What this task involves => Copy out the material below in full, but not its images.

The input =>
_ _ _ _ _ _ _
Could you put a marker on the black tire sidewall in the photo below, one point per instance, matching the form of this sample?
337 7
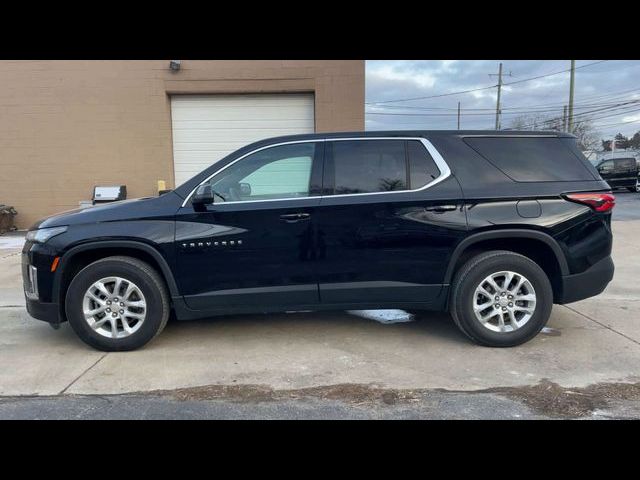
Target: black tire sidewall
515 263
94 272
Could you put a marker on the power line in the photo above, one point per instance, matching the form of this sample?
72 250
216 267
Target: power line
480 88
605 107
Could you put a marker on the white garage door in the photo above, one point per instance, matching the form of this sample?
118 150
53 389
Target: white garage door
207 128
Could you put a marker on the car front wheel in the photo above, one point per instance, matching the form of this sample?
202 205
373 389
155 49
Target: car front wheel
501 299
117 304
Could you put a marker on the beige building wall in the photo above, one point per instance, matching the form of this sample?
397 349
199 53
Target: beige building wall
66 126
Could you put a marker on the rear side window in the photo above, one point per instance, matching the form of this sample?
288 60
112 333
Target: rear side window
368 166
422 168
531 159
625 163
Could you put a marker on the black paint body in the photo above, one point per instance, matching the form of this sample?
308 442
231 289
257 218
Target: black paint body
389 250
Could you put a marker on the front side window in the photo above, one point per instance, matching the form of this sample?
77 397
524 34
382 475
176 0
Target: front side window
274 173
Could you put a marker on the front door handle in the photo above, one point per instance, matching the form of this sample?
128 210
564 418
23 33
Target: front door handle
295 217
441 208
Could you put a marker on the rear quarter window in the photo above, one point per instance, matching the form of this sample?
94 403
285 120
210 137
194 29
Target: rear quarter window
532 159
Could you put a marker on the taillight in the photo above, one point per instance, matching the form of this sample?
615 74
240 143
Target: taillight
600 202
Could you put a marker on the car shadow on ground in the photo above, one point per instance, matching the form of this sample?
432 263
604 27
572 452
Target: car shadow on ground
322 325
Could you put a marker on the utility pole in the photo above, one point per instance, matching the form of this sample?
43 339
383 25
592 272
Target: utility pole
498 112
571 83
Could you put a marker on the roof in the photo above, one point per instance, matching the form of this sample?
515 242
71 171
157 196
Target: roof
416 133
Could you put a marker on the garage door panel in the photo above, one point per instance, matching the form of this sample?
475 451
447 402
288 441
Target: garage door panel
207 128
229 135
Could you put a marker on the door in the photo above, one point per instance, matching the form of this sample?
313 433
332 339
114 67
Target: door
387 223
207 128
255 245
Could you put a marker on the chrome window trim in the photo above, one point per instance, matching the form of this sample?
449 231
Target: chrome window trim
_ _ _ _ _ _ _
Output for this exercise =>
Could you put a marker on the black tire sidewall in the photo below, one point per instance, matching the form of this sample?
337 7
Target: black tire sidewall
515 263
94 272
Could you put a marker on the power line in the photo above, one point per instance, matching the form of this sample?
72 250
216 267
Target: power line
480 88
605 107
Could you put a marker on the white garage door in the photo above, one point per instance, matching the form of this sample?
118 150
53 389
Target: white garage door
207 128
Could you put a marker on the car front wheel in the photo above, one point per instance, matching the form of this sample?
202 205
373 389
155 49
Target: car front wheel
501 299
117 304
Could you put a marker on the beige building wall in the photo above, one point per instance, matching the form of this sample?
397 349
199 53
Target: beige building wall
66 126
Could you put a marker on the rear side window in the photo above, one point per instance, matching the form of this sample?
288 60
112 333
Target: rear side window
368 166
422 168
531 159
625 163
Could you put a marker on the black paint body in the photo above, one point per instance, matching the form of this sample?
308 442
231 289
257 218
Target: black paint body
389 250
Could you put a marker on the front side window in the photo above, one point per instance, matching the form of this sample?
77 397
524 34
382 475
176 0
Target: front side window
274 173
Could you put a marker on the front door handle in the photo above, one point per instance, matching the form of this sample?
128 210
564 418
23 33
Target: front door handle
295 217
441 208
Could you put a marker on the rear quarter window in the photo above, one point per instance, matching the form of this sample?
94 403
285 120
210 137
194 29
Target: rear quarter window
532 159
Could you put a marker on the taillight in the photo above, one point per instance, matching the form of this sample?
615 74
240 143
Target: taillight
600 202
Could you put a marker on the car shadow on ground in the photo above, one point per instance, matching the form of this sample?
432 263
604 27
572 452
Target: car shadow on ground
322 325
Could you put a marker on the utility pole in the photo above, one point per instance, matching the form of this sample?
43 339
383 25
592 272
Target: utility pole
498 112
571 83
Could you put a marker on the roof in the photo above, one point per instance, matching the form of this sample?
515 242
71 171
157 196
Target: roof
416 133
Could you put a marker on the garage door panel in the photo above, one point per instance, matching the form of this sample?
475 451
447 402
288 441
Target: garage door panel
207 128
229 135
Could you put a marker on the door in the photo above, one point per instance, matching the form of this sample?
313 433
332 339
114 67
Target: door
387 223
207 128
255 245
Could you put a marker on the chrome window trim in the photo above, one point per instance, matching the form of this sample?
449 231
Target: chrome window trim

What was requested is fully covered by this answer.